Activity:
Only a number is wanted: how many lines in the listing contain the word "orange"?

Source information:
━━━━━━━━━━━━━━━━━━━━━━━━━━━━━━

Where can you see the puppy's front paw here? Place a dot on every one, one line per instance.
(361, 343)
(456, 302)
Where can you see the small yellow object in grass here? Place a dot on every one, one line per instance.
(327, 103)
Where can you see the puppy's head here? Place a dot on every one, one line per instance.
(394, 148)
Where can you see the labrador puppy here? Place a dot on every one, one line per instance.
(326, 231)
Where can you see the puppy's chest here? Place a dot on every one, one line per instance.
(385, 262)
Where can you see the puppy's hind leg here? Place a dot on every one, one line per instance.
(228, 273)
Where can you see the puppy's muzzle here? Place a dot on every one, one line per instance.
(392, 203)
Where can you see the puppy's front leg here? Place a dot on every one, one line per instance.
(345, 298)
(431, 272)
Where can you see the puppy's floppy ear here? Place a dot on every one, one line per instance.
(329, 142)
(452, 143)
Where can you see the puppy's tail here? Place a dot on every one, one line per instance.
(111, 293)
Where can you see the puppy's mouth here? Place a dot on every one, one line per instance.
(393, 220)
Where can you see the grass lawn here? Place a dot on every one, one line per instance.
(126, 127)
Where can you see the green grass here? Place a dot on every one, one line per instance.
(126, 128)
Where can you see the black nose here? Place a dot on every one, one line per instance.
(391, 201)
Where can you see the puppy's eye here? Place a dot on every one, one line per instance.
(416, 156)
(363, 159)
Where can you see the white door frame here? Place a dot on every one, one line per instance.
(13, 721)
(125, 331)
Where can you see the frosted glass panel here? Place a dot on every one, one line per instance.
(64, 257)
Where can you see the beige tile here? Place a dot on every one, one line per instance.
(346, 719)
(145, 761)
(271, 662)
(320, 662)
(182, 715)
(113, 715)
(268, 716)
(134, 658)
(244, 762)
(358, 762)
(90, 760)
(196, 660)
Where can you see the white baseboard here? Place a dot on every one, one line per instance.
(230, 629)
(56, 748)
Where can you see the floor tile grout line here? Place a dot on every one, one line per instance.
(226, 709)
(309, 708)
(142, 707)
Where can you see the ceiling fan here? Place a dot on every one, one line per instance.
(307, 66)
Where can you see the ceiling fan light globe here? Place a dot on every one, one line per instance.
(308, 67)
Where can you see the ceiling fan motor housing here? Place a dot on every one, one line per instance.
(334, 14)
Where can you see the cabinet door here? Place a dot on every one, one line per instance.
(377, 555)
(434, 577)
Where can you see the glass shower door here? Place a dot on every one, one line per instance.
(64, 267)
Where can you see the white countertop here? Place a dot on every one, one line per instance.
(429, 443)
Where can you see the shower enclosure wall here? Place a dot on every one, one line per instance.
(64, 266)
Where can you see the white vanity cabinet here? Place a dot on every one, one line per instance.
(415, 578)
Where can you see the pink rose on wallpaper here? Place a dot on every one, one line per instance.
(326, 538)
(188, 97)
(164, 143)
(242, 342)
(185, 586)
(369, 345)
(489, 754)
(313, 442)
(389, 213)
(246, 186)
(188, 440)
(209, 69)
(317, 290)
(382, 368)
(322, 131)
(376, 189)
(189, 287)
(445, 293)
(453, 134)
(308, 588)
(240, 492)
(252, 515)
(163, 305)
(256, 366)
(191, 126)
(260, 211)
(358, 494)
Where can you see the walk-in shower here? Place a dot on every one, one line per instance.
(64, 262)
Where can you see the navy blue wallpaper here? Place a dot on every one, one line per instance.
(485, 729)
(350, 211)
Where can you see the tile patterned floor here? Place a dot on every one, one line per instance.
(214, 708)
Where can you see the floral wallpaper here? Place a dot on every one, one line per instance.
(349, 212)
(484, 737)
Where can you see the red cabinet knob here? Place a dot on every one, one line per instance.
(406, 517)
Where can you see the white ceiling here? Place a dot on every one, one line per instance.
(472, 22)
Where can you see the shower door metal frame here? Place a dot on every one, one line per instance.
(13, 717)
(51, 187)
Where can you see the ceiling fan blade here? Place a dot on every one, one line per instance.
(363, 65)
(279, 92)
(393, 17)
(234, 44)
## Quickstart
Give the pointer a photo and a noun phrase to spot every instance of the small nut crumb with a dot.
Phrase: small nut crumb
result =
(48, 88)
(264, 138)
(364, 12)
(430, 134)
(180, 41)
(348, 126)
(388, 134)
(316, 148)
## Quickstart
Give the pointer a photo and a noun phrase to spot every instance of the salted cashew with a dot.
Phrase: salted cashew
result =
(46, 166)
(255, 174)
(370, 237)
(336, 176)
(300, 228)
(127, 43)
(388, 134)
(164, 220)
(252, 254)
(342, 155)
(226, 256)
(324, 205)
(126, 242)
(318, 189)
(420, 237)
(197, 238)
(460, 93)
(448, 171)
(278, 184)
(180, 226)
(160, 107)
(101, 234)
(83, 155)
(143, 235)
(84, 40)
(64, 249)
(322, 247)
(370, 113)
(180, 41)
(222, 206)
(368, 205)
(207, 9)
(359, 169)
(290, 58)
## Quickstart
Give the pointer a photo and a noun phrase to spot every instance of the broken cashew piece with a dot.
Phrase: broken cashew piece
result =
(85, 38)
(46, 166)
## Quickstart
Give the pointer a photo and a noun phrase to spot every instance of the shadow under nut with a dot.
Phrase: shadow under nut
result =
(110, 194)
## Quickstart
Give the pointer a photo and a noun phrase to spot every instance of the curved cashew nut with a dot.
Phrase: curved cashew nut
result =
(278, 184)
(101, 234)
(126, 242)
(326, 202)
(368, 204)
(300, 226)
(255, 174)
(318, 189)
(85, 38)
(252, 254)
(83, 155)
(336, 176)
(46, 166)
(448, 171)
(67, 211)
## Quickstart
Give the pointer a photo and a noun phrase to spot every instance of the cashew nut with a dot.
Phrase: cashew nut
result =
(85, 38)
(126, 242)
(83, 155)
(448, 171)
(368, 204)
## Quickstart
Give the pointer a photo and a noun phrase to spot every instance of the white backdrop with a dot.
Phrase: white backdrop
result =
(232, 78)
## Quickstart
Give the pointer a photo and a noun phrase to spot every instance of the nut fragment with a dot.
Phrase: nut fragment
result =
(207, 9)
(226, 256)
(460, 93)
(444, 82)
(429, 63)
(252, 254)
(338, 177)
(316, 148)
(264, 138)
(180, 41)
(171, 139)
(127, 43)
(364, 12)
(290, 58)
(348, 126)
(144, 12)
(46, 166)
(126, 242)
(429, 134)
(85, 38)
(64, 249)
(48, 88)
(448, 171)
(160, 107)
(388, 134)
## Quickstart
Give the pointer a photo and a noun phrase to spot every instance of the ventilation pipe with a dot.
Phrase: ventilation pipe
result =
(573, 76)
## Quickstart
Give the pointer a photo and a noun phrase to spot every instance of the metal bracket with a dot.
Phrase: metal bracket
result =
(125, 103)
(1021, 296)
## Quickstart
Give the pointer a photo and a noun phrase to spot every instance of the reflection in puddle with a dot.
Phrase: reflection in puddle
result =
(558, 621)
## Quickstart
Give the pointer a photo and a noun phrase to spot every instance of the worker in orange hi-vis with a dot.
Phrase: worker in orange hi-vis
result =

━━━━━━━━━━━━━━━━━━━━━━━━━━━━━━

Reply:
2